===== DATASET ROWS =====

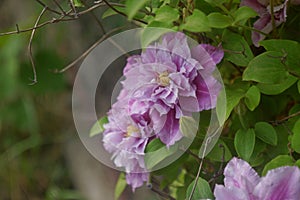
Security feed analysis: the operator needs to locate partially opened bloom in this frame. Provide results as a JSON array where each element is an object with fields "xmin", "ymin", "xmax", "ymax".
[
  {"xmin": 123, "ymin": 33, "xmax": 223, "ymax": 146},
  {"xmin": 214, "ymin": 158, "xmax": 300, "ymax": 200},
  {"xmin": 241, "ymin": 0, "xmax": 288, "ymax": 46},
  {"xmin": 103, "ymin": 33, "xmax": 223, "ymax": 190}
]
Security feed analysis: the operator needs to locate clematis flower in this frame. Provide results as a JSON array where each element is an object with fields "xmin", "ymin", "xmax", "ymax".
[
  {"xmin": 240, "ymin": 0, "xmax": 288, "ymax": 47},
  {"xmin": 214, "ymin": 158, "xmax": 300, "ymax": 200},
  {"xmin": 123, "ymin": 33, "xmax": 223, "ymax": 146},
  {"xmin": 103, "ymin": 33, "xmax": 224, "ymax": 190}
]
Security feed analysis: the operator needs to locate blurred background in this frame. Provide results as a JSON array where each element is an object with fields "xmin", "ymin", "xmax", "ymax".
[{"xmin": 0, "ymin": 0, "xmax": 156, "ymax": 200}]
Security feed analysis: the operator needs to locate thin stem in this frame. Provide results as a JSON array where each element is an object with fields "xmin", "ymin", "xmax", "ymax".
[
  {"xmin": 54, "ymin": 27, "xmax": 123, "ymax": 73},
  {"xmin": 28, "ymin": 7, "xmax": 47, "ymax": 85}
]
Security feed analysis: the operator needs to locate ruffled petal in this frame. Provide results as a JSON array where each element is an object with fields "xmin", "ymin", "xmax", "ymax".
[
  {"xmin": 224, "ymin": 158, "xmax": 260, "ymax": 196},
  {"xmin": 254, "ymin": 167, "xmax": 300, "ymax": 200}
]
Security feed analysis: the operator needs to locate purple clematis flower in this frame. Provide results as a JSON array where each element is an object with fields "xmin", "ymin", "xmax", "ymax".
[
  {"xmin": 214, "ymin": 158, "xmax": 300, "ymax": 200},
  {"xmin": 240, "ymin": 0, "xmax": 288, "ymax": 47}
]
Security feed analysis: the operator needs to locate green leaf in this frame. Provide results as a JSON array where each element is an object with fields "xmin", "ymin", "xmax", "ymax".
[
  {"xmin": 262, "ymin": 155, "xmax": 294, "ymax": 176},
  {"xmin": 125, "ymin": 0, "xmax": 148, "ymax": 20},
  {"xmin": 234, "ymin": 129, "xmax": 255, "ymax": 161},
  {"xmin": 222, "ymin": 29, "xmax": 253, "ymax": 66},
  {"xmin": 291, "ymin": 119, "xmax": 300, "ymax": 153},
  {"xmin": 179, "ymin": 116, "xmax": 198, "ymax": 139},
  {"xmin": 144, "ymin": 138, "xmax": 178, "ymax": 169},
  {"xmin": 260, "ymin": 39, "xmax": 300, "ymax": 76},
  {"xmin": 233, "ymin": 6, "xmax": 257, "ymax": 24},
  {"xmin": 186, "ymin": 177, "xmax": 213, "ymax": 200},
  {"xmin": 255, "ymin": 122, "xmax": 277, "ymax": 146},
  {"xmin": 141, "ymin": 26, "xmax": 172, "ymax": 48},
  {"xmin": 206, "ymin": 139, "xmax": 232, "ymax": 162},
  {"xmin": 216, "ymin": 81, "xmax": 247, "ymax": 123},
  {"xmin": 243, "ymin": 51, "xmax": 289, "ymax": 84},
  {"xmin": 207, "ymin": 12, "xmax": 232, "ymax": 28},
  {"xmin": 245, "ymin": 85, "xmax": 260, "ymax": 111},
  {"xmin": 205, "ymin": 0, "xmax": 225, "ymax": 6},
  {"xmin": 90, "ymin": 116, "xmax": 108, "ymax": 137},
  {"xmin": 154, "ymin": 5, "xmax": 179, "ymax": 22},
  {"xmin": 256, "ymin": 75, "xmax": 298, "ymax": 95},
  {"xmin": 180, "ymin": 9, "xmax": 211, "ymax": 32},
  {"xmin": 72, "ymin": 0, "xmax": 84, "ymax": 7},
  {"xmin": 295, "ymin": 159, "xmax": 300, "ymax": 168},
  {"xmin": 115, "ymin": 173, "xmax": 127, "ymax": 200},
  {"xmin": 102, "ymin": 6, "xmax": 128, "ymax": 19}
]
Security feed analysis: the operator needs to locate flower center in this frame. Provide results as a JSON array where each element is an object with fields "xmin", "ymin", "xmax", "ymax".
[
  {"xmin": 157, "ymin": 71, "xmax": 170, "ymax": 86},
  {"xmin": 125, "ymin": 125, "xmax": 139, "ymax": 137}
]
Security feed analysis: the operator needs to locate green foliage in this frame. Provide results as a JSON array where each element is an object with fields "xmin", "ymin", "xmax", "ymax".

=====

#### AIM
Reproduce every line exactly and omit all pictures.

#### FULL SOLUTION
Security feed analysis: the operator needs to locate partially opened bloom in this frame. Provide results as a JSON array where each element is an object with fields "xmin", "ymin", "xmax", "ymax".
[
  {"xmin": 123, "ymin": 33, "xmax": 223, "ymax": 146},
  {"xmin": 214, "ymin": 158, "xmax": 300, "ymax": 200},
  {"xmin": 241, "ymin": 0, "xmax": 288, "ymax": 46},
  {"xmin": 103, "ymin": 33, "xmax": 223, "ymax": 190}
]
Security feed analysis: the operator needs to locate clematis flower in this frame. Provide results as a JSON array where each element is an object with fields "xmin", "ymin", "xmax", "ymax".
[
  {"xmin": 240, "ymin": 0, "xmax": 288, "ymax": 47},
  {"xmin": 214, "ymin": 158, "xmax": 300, "ymax": 200},
  {"xmin": 123, "ymin": 33, "xmax": 223, "ymax": 146},
  {"xmin": 103, "ymin": 33, "xmax": 224, "ymax": 190}
]
Security feed analysis: the operator needs to locate blurred background in this frame. Provide results as a JSON array where each element is an object with fields "xmin", "ymin", "xmax", "ymax".
[{"xmin": 0, "ymin": 0, "xmax": 156, "ymax": 200}]
Security feed analysis: the operator needs to locate thin stem in this frame. Provide results as a JSON array where each element is an object with fields "xmin", "ymin", "xmax", "ymax".
[
  {"xmin": 54, "ymin": 27, "xmax": 123, "ymax": 73},
  {"xmin": 28, "ymin": 7, "xmax": 47, "ymax": 85}
]
Security feed analysis: the operator needs to locate ruffled petal in this frame. Provide results as a JSON array where each element is an object with fields "xmin", "ymin", "xmax", "ymax".
[
  {"xmin": 224, "ymin": 158, "xmax": 260, "ymax": 196},
  {"xmin": 254, "ymin": 167, "xmax": 300, "ymax": 200}
]
Security feed analysis: the operator needs to locate purple clematis flower in this frame. Provide results as a JSON array where each element is an object with fields "xmin", "ymin", "xmax", "ymax".
[
  {"xmin": 214, "ymin": 158, "xmax": 300, "ymax": 200},
  {"xmin": 240, "ymin": 0, "xmax": 288, "ymax": 47}
]
Security feed analysis: the operator needs to locate green leaf in this frame. Provide results as a JSON array where each element is an object with fields "xmin", "ymin", "xmax", "ymax".
[
  {"xmin": 262, "ymin": 155, "xmax": 294, "ymax": 176},
  {"xmin": 125, "ymin": 0, "xmax": 148, "ymax": 20},
  {"xmin": 234, "ymin": 129, "xmax": 255, "ymax": 161},
  {"xmin": 222, "ymin": 29, "xmax": 253, "ymax": 66},
  {"xmin": 291, "ymin": 119, "xmax": 300, "ymax": 153},
  {"xmin": 179, "ymin": 116, "xmax": 198, "ymax": 139},
  {"xmin": 144, "ymin": 138, "xmax": 178, "ymax": 169},
  {"xmin": 260, "ymin": 39, "xmax": 300, "ymax": 76},
  {"xmin": 233, "ymin": 6, "xmax": 257, "ymax": 24},
  {"xmin": 186, "ymin": 177, "xmax": 213, "ymax": 200},
  {"xmin": 255, "ymin": 122, "xmax": 277, "ymax": 146},
  {"xmin": 141, "ymin": 26, "xmax": 172, "ymax": 48},
  {"xmin": 206, "ymin": 139, "xmax": 232, "ymax": 162},
  {"xmin": 216, "ymin": 81, "xmax": 247, "ymax": 123},
  {"xmin": 243, "ymin": 51, "xmax": 289, "ymax": 84},
  {"xmin": 207, "ymin": 12, "xmax": 232, "ymax": 28},
  {"xmin": 245, "ymin": 85, "xmax": 260, "ymax": 111},
  {"xmin": 205, "ymin": 0, "xmax": 225, "ymax": 6},
  {"xmin": 90, "ymin": 116, "xmax": 108, "ymax": 137},
  {"xmin": 154, "ymin": 5, "xmax": 179, "ymax": 22},
  {"xmin": 256, "ymin": 75, "xmax": 298, "ymax": 95},
  {"xmin": 180, "ymin": 9, "xmax": 211, "ymax": 32},
  {"xmin": 72, "ymin": 0, "xmax": 84, "ymax": 7},
  {"xmin": 295, "ymin": 159, "xmax": 300, "ymax": 168},
  {"xmin": 115, "ymin": 173, "xmax": 127, "ymax": 200},
  {"xmin": 102, "ymin": 6, "xmax": 128, "ymax": 19}
]
Security feed analysis: the operator needs to locate flower center in this frame. Provide results as a JSON array where each element is an object with fields "xmin", "ymin", "xmax", "ymax".
[
  {"xmin": 157, "ymin": 71, "xmax": 170, "ymax": 86},
  {"xmin": 125, "ymin": 125, "xmax": 139, "ymax": 137}
]
Security feed analysis: the operator needs to locate green foliage in this frame. Provide results as a JSON array where each element is an object with fields "xmin", "ymin", "xmax", "ymax".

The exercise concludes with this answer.